▶ **PROBLEM**:
Answer these questions using the BRACERS record below.
1. What date is given for the letter?
2. On which ship did Russell and Dora travel from Montreal to Liverpool?
3. Who is described as a Girton don traveling with them?
--- Start of PROVIDED TEXT ---
BRACERS Record Detail for 19740

To access the original letter, email the Russell Archives.

Collection code
RA3
Recent acquisition no.
596
Document no.
200746
Box no.
6.67
Source if not BR
Malleson, Constance
Recipient(s)
Malleson, Constance
Sender(s)
BR
Date
1921/08/06
Form of letter
ALS
Pieces
1
BR's address code (if sender)
SHP
Notes and topics

Letterhead: "The Canadian Pacific Ocean Services Limited R.M.S. Empress of Asia". BR writes that he and Dora Black sail CP from Montreal August 17.

They were 13 days in Japan.

(The Empress took Russell and Dora from Yokohama, Japan to British Columbia. They took the Metagama from Montreal to Liverpool.)

Transcription

BR TO CONSTANCE MALLESON, 6 AUG. 1921
BRACERS 19740. ALS. McMaster
Edited by S. Turcon. Reviewed by K. Blackwell


<letterhead>
The Canadian Pacific Ocean Services. Limited
R.M.S. “Empress of “Asia”1
6 Aug. 21

My Darling

I hardly know if this letter will arrive before I do, but I think it should, just. I sail from Montreal Aug. 17, by Canadian Pacific. I never got your letter of June 8,2 which you cabled about, but at Yokohama I got 2 cables forwarded3 from Peking, which it was a great joy to get. Thank you for them —

This journey is worrying, as Dora4 is near the end of her fifth month, and is made ill by the travelling — and I am not fit enough to be much help, thought I get better every day and can now walk quite decently. Miss Power,5 a Girton don, is with us, and is a great help. We were 13 days in Japan — the scenery is exquisite, as lovely as I have ever seen, and the temples are very fine, but the people are odious. I have decided that on the balance I like the Chinese very much, and could live among them happily, but the Japs have no courtesy, no mercy, no real culture, nothing but hard drive and will-power. The newspaper men persecuted the lives out of us, demanding interviews, sitting next us in the train to overhear our conversation, photographing us whenever we tried to rest or sleep, greeting us at the end of a long journey with 21 flash-lights for photos after dark, inventing blank lies of a malicious kind when we didn’t tell them enough. The Hearst Press6 in America are angels by comparison. When Tagore7 went they tore the clothes off his back and very nearly killed him. I did my best to keep my movements secret, but they found them out from the police.
--- End of PROVIDED TEXT ---
--- Start of SUPPLIED MATERIAL ---
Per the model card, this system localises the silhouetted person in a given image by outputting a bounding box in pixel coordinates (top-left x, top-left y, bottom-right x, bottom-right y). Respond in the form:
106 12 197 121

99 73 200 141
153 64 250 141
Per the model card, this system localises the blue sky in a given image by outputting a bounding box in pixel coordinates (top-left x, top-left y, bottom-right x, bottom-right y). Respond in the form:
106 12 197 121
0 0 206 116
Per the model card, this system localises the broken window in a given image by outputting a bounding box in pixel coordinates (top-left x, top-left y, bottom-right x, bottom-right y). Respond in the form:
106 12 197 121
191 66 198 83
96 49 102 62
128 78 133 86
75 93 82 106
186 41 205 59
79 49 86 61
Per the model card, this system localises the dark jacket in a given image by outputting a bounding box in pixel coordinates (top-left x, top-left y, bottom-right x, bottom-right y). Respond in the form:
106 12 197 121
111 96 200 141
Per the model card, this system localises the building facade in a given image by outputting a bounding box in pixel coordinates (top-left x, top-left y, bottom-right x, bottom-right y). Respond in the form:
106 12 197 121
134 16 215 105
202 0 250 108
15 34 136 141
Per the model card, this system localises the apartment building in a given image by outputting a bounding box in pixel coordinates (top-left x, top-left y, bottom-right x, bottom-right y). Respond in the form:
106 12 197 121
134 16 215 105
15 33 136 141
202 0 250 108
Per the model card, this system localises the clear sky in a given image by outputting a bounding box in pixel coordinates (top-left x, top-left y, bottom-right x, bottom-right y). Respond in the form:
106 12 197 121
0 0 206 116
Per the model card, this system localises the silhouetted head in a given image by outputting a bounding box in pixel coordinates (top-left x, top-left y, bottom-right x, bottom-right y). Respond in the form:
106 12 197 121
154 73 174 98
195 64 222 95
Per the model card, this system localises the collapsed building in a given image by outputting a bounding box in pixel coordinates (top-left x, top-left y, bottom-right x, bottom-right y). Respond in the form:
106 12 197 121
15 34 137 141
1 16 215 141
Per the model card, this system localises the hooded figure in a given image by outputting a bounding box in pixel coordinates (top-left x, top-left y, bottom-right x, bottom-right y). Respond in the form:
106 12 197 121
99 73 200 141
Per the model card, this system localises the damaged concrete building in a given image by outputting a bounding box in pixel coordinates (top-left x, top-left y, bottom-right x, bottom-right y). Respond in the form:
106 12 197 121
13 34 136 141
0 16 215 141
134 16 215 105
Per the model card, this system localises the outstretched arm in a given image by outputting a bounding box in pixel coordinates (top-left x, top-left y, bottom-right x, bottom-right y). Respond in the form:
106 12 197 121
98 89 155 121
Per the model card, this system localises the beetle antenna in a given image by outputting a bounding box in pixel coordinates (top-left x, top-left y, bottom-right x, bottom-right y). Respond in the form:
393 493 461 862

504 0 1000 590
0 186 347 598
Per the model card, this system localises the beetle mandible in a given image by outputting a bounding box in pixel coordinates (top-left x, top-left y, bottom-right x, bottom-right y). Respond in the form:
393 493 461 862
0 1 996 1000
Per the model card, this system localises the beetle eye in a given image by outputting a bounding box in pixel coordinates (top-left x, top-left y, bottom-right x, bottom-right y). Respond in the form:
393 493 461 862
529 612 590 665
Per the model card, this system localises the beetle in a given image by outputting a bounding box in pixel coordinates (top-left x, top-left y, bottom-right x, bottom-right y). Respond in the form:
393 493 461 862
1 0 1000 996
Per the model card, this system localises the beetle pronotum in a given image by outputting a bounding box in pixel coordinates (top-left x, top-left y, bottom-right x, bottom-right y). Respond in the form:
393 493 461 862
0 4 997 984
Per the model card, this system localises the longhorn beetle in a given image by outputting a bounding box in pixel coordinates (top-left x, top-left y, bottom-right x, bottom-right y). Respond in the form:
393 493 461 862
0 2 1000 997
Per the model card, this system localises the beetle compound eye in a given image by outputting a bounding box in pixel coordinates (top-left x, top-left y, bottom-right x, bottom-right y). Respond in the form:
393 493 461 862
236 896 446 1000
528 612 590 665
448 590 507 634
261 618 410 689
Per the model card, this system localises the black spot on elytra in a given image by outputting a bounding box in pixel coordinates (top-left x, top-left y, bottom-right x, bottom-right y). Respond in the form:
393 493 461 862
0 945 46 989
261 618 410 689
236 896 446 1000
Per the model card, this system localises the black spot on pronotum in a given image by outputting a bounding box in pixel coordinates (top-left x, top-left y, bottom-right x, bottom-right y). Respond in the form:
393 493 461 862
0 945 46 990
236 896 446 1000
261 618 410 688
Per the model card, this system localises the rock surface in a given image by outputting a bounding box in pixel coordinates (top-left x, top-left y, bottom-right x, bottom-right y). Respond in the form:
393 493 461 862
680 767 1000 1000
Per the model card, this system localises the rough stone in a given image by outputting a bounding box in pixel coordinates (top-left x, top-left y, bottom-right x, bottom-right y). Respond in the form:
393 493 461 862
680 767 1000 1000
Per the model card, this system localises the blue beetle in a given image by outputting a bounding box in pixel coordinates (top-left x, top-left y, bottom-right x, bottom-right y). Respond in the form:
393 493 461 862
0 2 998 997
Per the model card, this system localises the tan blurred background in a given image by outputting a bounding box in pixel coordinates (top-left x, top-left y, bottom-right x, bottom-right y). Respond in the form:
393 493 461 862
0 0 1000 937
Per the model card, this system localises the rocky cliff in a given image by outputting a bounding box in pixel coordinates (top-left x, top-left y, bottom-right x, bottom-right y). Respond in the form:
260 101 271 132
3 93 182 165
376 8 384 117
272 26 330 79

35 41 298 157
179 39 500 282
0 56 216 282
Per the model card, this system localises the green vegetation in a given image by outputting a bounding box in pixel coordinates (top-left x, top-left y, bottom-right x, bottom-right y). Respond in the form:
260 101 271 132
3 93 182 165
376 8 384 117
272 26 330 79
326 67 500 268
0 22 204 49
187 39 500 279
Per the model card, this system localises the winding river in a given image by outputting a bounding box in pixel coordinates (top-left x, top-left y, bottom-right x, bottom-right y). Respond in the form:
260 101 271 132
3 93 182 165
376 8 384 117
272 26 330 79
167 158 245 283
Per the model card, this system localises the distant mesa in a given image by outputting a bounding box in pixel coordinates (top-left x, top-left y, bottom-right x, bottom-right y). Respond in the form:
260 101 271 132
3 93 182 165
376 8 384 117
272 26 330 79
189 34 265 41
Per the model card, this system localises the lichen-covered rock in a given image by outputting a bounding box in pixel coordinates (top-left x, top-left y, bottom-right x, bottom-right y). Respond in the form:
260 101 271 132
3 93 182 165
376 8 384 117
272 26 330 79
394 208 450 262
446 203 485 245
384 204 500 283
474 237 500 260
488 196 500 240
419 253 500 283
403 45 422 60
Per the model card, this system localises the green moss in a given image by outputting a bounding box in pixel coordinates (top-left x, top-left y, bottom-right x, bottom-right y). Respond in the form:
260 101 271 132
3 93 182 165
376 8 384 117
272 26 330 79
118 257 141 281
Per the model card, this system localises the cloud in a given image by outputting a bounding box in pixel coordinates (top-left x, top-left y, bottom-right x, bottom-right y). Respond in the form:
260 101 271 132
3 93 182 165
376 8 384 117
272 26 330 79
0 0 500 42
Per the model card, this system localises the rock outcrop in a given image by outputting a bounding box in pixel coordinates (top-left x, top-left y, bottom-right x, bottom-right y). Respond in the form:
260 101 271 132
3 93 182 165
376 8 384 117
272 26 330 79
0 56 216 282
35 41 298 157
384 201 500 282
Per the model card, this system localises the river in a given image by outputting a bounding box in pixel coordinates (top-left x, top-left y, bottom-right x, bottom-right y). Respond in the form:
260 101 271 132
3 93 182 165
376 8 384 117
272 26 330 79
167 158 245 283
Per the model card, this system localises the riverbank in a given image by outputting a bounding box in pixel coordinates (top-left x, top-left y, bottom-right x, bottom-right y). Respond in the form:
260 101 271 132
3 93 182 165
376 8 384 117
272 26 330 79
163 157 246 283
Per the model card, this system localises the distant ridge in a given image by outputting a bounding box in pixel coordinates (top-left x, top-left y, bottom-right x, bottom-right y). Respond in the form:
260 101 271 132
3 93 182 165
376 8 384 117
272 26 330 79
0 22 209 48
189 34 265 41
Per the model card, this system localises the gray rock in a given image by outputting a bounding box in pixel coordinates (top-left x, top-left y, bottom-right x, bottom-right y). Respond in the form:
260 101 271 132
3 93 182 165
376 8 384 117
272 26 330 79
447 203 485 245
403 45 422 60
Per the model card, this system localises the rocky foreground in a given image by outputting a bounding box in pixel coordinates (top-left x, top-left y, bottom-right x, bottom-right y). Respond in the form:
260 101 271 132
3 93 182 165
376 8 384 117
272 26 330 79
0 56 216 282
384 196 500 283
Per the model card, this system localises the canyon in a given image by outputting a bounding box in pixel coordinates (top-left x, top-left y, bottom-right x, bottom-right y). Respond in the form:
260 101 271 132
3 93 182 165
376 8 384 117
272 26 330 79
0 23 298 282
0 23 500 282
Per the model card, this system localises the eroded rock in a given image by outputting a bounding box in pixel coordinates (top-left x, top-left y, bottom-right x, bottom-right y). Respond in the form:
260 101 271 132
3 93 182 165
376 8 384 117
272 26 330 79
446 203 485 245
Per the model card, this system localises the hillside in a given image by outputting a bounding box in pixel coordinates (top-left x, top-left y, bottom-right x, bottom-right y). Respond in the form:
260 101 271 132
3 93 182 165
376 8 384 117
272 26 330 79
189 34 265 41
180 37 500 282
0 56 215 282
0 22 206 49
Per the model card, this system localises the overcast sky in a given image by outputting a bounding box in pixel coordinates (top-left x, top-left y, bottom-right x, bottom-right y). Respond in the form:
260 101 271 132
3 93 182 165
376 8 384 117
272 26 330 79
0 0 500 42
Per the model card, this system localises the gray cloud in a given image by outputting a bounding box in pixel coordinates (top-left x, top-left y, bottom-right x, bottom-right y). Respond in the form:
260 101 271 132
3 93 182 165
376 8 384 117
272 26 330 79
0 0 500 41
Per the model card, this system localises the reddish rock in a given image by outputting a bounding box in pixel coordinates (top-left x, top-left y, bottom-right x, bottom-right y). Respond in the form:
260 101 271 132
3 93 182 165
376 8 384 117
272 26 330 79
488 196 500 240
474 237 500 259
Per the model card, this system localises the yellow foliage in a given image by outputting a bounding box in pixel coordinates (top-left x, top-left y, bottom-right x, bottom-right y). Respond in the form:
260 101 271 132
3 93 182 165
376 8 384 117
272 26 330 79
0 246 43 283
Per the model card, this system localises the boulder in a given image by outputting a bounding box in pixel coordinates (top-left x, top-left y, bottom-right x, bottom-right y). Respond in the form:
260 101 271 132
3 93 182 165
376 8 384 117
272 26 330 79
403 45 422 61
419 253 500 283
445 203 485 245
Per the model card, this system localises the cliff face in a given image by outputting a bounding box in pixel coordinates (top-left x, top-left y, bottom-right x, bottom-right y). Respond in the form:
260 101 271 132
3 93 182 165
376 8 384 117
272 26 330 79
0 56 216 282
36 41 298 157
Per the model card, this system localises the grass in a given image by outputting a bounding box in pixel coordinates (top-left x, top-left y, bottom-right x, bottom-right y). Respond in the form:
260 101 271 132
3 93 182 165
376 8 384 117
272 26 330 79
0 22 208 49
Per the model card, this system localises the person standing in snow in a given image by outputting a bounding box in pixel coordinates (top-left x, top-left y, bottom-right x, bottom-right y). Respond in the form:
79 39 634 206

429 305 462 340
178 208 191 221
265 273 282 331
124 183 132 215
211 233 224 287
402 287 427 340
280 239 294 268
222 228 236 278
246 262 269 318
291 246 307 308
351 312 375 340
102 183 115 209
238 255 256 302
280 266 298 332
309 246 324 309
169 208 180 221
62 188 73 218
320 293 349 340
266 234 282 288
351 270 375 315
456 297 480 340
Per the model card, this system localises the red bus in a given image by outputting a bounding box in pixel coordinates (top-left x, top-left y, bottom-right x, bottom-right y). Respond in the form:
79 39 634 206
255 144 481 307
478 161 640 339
--- End of SUPPLIED MATERIAL ---
▶ **RESPONSE**:
1. 6 August 1921 (1921/08/06).
2. The Metagama.
3. Miss Power.